───── PASSAGE

The Massively Parallel Approach — the Key to Dealing with Scale and Complexity

Hyperpolarization Graphic

 

Newsletter #406 — December 6, 2025 

 

 

 

Guy Burgess and Heidi Burgess

Big Picture Newsletter Series - Post 7

 

This newsletter is the seventh in the Big Picture Newsletter Series, in which we are trying to sum up and review some of the key themes we have been exploring over the last several years.  Here we talk about what we see as the only workable option to work effectively at large scale and complexity --what we have called "Massively Parallel" approaches — to peacebuilding, problem-solving, democracy strengthening and civic renewal. 

 

The Massively Parallel Approach

As we explained at the end of Newsletter 398, several years ago we coined the term "Massively Parallel Peacebuilding," which we later expanded to other endeavors: Massively Parallel Problem-Solving, Massively Parallel Democracy-Building), and Massively Parallel Civic Renewal.  Here we will just call it the Massively Parallel approach or MP for short. The term is derived from the more common term "massively parallel computing," in which many small computers work side-by-side to solve a problem that is far too complex for a single computer to solve on its own. (This is one of the key technologies that has made the AI revolution possible.) With massively parallel peacebuilding and the other MP endeavors, many people and organizations similarly work side-by-side to solve large-scale, complex social, economic, environmental, and political problems.

──────────
───── EXERCISE INPUTS

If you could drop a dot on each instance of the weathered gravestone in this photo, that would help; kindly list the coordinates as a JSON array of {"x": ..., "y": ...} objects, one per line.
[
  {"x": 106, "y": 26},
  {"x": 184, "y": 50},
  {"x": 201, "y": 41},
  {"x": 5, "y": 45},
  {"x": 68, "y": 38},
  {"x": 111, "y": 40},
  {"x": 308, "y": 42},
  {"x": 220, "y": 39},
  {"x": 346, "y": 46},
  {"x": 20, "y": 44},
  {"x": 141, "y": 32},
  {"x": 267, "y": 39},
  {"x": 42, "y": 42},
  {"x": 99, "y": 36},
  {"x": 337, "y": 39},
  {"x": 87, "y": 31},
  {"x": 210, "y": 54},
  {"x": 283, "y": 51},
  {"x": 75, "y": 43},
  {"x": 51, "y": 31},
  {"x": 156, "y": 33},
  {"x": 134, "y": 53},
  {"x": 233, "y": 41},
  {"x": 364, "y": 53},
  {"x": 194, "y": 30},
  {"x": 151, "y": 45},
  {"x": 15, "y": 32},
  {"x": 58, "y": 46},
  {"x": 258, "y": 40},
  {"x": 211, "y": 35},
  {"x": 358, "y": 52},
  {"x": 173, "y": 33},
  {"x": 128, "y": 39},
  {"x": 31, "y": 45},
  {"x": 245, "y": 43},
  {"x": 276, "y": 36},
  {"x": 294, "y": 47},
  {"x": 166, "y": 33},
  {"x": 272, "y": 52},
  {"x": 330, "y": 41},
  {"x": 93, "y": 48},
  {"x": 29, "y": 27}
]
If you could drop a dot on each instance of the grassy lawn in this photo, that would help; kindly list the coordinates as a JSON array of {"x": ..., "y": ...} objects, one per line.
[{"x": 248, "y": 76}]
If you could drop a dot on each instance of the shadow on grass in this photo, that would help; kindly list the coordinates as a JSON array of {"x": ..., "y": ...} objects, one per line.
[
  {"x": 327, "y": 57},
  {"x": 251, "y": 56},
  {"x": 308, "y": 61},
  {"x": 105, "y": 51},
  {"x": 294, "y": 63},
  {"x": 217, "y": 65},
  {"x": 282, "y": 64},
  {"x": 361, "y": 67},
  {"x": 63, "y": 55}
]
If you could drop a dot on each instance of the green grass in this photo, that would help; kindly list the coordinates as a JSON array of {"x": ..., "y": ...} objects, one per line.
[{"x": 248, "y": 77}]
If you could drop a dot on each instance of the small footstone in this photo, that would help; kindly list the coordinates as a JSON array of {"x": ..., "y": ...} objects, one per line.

──────────

■ **DIRECTIVE A**
According to the newsletter, what happens in "massively parallel computing"?
■ **DIRECTIVE B**
Rescale the stretch of the records from the line containing "of the shadow" through the end of the records, and give only those lines, requests included. Multiply every coordinate in the answers by 2.2 and round to whole numbers, with halves rounding up.

■ **EXPECTED ANSWER A**
Many small computers work side-by-side to solve a problem that is far too complex for a single computer to solve on its own.

■ **EXPECTED ANSWER B**
If you could drop a dot on each instance of the shadow on grass in this photo, that would help; kindly list the coordinates as a JSON array of {"x": ..., "y": ...} objects, one per line.
[
  {"x": 719, "y": 125},
  {"x": 552, "y": 123},
  {"x": 678, "y": 134},
  {"x": 231, "y": 112},
  {"x": 647, "y": 139},
  {"x": 477, "y": 143},
  {"x": 620, "y": 141},
  {"x": 794, "y": 147},
  {"x": 139, "y": 121}
]
If you could drop a dot on each instance of the green grass in this photo, that would help; kindly list the coordinates as a JSON array of {"x": ..., "y": ...} objects, one per line.
[{"x": 546, "y": 169}]
If you could drop a dot on each instance of the small footstone in this photo, that would help; kindly list the coordinates as a JSON array of {"x": ..., "y": ...} objects, one per line.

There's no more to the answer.